Stored items from a collection
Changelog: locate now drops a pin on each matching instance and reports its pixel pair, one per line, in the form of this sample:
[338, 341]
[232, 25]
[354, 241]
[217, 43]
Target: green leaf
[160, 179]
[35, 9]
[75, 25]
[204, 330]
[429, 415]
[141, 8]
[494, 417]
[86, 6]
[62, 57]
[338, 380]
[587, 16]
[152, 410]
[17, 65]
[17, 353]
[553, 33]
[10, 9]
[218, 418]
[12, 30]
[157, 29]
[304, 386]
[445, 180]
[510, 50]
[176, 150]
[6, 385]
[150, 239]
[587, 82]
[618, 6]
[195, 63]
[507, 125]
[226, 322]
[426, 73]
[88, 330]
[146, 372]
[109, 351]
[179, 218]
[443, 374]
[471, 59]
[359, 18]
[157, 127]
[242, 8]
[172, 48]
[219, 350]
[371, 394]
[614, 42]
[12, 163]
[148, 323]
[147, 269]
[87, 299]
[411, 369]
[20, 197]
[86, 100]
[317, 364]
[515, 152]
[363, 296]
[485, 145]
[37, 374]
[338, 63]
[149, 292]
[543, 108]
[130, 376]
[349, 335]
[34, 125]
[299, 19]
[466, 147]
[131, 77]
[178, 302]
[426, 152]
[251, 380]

### TASK DETAILS
When you write the entries out again, keep every word and mark exactly as it is.

### ANSWER FOR THIS EXERCISE
Changelog: locate now drops a pin on each matching instance and reports its pixel pair, one per line, in the form of this sample:
[338, 341]
[232, 25]
[354, 241]
[217, 43]
Target: green leaf
[160, 179]
[35, 9]
[75, 25]
[204, 330]
[429, 415]
[141, 8]
[494, 417]
[86, 6]
[62, 57]
[338, 380]
[587, 16]
[152, 410]
[17, 65]
[17, 353]
[553, 33]
[10, 9]
[218, 418]
[12, 30]
[157, 29]
[304, 386]
[445, 180]
[510, 50]
[176, 150]
[6, 385]
[150, 239]
[587, 82]
[618, 6]
[195, 63]
[507, 125]
[226, 322]
[426, 73]
[88, 330]
[146, 372]
[109, 351]
[179, 218]
[443, 374]
[471, 59]
[359, 18]
[157, 127]
[242, 8]
[172, 48]
[219, 350]
[371, 394]
[614, 42]
[12, 163]
[148, 323]
[147, 269]
[87, 299]
[411, 369]
[20, 197]
[86, 100]
[317, 364]
[515, 152]
[363, 296]
[485, 145]
[37, 374]
[338, 63]
[149, 292]
[543, 108]
[130, 376]
[349, 335]
[34, 125]
[299, 19]
[466, 147]
[131, 77]
[178, 302]
[426, 152]
[251, 380]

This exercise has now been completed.